▸ **EXTRACTED TEXT**:
StillWill wrote:Are you saying he won the second round? Yes he defended but he took a lot more damage, and didnt do any damage in return thus he easily lost the round. The first round imo was like 60-40 for Fedor.

He was competitive in all his losses but he still lost. He went from dominating his opponents to losing to them. Simple as that. Hes still probably skilled enough to potentially win against any HW in the world even now, although there are guys I would put as favorites over him.

At the end of the day what Fedor did was very special and he was the best of his class and the longest to last. Kudos on an amazing career. Maybe he can still rack up a couple more signature wins before he hangs them up. Who knows.

No I'm not saying he won the second round.

On the Fedor 'being competitive" note, that only applies to the Sliva fight. For the Werdum and Henderson fights he was dominating them for until the final seconds of each fight.

▸ **MATERIAL SUPPLIED**:

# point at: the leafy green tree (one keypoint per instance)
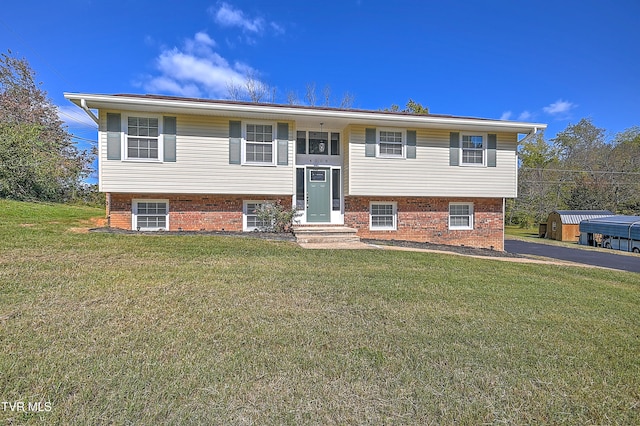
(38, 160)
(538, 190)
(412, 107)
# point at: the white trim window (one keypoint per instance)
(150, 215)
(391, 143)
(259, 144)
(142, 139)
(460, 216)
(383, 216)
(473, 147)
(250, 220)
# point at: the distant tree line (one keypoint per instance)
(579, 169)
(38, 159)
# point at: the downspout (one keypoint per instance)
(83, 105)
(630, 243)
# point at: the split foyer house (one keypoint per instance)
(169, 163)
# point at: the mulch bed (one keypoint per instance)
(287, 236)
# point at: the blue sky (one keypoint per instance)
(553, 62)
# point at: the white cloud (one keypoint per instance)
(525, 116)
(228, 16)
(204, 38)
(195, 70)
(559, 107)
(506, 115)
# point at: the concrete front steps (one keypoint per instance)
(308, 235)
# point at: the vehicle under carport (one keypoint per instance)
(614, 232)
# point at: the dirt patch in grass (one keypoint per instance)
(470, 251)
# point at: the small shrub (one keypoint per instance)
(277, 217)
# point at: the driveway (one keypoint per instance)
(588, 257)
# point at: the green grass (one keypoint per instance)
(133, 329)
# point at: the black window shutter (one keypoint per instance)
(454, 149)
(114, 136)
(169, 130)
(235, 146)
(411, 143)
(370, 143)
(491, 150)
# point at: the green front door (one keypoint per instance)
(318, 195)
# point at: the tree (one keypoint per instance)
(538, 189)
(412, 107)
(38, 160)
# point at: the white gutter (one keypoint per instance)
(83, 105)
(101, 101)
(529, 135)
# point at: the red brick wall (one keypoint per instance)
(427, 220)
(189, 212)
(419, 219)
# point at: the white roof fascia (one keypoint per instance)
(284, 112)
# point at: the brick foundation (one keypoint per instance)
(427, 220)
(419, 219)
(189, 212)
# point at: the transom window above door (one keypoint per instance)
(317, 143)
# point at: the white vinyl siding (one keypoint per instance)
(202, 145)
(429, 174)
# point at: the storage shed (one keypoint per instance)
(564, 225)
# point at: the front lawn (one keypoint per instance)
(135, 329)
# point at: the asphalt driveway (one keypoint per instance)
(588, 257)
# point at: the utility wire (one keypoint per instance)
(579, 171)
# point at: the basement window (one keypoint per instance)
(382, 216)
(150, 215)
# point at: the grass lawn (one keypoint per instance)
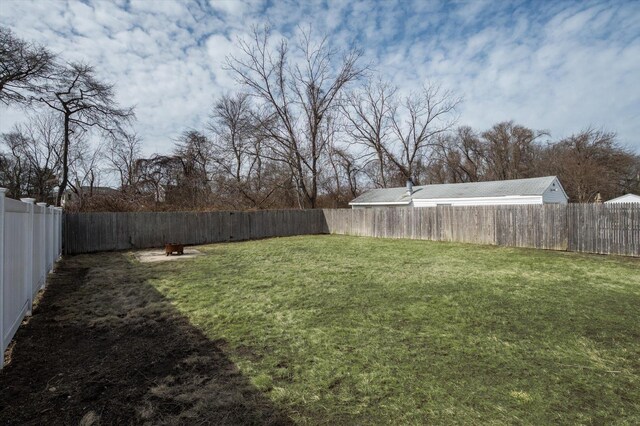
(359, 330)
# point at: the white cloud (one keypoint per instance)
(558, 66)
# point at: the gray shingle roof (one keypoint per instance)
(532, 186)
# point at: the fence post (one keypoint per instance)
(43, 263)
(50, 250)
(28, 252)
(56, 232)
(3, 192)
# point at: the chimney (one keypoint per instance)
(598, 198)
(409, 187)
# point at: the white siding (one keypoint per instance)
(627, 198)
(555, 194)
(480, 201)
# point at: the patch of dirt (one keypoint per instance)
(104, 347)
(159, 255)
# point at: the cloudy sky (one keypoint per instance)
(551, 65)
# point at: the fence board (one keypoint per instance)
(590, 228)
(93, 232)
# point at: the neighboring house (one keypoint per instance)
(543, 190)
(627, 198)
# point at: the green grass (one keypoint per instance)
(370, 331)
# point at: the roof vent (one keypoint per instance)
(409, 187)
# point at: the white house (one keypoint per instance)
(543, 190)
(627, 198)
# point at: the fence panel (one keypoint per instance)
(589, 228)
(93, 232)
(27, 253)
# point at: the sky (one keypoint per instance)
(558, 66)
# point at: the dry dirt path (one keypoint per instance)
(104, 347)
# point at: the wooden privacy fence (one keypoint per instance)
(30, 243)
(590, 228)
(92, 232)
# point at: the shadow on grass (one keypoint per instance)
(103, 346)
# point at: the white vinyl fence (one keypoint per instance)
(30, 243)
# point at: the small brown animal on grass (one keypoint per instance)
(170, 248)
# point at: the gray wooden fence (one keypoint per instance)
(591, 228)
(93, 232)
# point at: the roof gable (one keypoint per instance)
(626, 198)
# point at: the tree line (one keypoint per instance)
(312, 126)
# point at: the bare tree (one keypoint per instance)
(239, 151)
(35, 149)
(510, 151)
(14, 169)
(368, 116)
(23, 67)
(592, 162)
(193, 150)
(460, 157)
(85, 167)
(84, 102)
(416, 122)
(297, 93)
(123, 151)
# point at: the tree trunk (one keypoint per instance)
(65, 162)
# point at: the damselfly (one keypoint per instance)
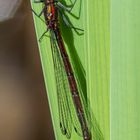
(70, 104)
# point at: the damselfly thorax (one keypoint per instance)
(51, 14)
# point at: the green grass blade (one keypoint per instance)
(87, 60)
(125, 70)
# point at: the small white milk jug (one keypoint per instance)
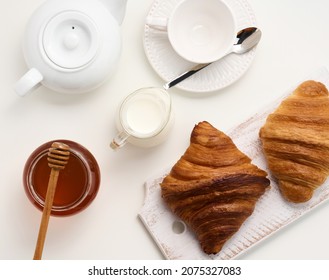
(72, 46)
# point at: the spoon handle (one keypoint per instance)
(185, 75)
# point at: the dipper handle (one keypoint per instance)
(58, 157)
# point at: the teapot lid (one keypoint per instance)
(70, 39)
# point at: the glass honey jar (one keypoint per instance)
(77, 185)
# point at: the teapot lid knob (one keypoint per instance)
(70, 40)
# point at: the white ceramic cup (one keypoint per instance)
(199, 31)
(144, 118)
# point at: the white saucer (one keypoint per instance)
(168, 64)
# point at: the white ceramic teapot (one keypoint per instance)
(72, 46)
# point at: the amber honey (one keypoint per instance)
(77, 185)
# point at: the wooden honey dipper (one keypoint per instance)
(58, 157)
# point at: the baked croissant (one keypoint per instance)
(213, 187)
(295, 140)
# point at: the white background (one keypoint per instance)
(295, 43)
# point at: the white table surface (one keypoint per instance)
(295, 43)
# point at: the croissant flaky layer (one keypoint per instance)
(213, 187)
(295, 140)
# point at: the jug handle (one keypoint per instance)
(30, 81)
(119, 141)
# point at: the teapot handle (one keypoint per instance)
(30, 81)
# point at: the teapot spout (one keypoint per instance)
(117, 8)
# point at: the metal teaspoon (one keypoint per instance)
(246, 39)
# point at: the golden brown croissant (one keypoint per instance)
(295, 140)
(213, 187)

▸ **INSTRUCTION**:
Return the passage of the forum post about Fedor's fights that lies between "He was competitive" and "of each fight.", inclusive, copied word for word.

▸ **RESULT BELOW**:
He was competitive in all his losses but he still lost. He went from dominating his opponents to losing to them. Simple as that. Hes still probably skilled enough to potentially win against any HW in the world even now, although there are guys I would put as favorites over him.

At the end of the day what Fedor did was very special and he was the best of his class and the longest to last. Kudos on an amazing career. Maybe he can still rack up a couple more signature wins before he hangs them up. Who knows.

No I'm not saying he won the second round.

On the Fedor 'being competitive" note, that only applies to the Sliva fight. For the Werdum and Henderson fights he was dominating them for until the final seconds of each fight.